## YOUR INSTRUCTIONS
Reproduce the data from its first line through the line containing "[354,53,363,65]", changing every "interface element" to "image region" and leaving all else unchanged.

## INFORMATION SHOWN
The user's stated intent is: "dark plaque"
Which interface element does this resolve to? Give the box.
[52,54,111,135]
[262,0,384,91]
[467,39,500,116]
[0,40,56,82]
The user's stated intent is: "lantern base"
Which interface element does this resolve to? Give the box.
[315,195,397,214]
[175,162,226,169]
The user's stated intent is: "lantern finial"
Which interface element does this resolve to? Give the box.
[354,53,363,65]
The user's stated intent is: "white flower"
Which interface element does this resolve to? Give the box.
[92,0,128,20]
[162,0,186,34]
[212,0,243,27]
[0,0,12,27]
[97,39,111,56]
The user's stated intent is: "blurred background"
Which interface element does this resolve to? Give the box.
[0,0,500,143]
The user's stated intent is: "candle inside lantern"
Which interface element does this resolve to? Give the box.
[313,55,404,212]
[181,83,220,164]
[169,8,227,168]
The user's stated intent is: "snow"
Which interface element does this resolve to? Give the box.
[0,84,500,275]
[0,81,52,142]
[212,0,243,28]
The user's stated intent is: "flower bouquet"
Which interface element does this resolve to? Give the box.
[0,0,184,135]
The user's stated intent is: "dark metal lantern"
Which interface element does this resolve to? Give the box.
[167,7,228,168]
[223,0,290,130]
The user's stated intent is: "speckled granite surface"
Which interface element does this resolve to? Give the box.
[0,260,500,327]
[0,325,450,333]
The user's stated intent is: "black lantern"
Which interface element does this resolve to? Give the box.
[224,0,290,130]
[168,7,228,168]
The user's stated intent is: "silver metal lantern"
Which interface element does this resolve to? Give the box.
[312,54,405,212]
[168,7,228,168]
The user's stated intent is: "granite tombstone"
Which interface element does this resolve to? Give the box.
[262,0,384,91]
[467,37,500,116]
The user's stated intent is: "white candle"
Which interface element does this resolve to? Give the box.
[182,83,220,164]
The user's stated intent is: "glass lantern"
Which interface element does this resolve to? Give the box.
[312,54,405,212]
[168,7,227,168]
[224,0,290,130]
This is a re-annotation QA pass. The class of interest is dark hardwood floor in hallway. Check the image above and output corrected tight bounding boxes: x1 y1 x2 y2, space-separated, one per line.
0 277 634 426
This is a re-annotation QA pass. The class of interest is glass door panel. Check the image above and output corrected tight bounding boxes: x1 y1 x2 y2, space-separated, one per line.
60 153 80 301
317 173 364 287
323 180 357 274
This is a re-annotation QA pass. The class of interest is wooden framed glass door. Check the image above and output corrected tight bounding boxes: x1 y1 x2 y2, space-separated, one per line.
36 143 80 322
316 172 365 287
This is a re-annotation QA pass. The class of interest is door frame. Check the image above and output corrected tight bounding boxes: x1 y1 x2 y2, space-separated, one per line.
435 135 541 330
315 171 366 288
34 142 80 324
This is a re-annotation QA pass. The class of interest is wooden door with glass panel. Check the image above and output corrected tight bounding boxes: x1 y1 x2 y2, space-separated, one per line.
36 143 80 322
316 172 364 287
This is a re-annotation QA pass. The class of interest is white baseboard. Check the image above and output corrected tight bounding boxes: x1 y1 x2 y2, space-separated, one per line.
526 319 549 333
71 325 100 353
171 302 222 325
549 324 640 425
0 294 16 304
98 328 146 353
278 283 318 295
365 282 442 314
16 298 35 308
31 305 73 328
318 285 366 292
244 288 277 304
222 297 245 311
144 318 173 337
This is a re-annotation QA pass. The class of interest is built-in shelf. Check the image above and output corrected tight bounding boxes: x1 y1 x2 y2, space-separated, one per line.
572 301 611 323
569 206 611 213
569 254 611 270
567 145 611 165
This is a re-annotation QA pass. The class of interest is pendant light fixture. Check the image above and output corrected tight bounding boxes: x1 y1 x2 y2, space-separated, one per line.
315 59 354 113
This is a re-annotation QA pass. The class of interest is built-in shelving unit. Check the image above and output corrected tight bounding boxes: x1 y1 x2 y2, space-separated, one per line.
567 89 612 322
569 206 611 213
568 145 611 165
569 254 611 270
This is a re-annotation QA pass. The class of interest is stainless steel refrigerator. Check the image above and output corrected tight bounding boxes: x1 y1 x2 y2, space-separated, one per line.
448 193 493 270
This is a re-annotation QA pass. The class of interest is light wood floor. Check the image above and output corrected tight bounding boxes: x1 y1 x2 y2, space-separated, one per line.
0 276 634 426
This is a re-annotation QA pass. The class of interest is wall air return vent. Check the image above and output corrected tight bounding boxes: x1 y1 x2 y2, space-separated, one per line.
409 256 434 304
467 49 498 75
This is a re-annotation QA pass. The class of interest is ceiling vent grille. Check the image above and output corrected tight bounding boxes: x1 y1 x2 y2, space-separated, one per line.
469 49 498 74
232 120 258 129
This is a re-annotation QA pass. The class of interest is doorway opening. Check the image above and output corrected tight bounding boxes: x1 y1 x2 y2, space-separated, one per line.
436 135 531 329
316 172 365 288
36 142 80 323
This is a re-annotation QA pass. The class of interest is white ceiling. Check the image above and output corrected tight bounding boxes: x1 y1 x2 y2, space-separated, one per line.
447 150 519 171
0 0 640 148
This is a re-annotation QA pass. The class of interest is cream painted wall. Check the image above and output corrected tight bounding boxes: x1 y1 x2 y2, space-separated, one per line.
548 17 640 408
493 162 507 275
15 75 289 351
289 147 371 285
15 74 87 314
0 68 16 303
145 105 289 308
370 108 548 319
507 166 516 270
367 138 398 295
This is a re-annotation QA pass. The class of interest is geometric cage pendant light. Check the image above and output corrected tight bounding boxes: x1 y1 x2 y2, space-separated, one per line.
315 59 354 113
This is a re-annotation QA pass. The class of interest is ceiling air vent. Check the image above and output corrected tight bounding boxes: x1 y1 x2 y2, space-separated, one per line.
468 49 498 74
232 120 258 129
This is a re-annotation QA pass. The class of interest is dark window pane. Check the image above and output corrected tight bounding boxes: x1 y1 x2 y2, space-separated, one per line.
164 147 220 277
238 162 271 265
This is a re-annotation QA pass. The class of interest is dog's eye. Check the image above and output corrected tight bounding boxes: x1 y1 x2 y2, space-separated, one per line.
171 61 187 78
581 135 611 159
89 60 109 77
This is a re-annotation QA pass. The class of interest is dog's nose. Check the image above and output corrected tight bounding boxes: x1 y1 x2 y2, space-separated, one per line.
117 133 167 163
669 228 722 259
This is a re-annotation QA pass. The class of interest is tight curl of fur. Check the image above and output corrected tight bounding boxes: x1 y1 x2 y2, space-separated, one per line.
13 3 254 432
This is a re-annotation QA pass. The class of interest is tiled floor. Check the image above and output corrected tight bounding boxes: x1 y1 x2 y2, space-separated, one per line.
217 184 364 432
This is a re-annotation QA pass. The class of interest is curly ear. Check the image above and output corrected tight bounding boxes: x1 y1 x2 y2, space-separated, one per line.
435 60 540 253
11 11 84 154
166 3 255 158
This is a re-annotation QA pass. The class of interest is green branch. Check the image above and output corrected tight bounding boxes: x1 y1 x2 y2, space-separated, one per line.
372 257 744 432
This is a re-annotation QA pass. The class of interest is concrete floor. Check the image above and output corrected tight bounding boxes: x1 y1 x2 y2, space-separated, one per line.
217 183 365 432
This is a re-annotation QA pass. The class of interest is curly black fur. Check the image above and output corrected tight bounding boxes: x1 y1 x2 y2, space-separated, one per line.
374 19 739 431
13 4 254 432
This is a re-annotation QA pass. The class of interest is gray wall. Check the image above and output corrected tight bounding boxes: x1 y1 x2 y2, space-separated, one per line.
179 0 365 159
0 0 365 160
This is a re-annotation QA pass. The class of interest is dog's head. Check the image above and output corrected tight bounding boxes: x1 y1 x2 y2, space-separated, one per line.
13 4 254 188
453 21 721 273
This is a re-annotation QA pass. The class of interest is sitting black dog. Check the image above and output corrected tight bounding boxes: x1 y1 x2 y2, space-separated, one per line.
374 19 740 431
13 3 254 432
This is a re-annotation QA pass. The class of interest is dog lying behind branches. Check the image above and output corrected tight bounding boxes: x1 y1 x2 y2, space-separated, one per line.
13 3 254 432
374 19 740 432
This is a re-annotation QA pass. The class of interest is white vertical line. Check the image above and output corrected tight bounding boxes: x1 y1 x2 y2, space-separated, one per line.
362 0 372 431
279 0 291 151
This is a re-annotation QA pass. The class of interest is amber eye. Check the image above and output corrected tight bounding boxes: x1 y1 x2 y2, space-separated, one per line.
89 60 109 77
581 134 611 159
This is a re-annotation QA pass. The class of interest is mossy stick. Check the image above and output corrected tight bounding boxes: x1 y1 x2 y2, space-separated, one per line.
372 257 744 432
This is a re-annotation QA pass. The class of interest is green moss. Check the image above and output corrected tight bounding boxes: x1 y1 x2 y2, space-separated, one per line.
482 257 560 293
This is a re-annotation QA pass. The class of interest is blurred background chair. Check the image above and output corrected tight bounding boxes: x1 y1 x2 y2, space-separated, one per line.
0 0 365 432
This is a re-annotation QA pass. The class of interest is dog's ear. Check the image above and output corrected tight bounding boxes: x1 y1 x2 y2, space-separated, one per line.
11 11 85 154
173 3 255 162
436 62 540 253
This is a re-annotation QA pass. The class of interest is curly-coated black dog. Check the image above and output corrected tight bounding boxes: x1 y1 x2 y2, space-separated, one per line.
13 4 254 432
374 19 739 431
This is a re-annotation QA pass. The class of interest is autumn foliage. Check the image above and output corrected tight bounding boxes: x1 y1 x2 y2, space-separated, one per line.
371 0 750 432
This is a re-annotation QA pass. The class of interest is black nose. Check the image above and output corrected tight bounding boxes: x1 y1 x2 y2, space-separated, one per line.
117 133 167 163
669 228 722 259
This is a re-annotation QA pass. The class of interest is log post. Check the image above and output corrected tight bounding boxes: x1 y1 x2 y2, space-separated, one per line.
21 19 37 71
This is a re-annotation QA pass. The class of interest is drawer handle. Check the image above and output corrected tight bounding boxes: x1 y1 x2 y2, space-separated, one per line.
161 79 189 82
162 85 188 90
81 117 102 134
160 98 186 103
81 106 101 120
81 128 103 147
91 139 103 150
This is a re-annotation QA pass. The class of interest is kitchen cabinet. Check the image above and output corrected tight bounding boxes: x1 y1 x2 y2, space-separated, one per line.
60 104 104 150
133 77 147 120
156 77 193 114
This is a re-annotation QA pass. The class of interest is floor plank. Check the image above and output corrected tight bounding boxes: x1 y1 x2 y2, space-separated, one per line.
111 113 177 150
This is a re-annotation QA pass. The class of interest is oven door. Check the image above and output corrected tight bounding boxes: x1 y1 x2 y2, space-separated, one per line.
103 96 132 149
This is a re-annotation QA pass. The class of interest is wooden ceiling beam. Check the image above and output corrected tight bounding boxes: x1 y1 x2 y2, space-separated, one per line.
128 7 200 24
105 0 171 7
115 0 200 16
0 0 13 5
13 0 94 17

## ANSWER
The user's stated intent is: "dark plaque"
Which image region does this resolve to? Give the box.
[52,54,111,135]
[262,0,384,91]
[467,39,500,116]
[0,40,56,82]
The user's stated intent is: "lantern base"
Which image region does this resolve to? Give the box.
[315,195,397,214]
[175,162,226,169]
The user's stated intent is: "lantern finial"
Which image region does this resolve to? Give the box.
[354,53,363,65]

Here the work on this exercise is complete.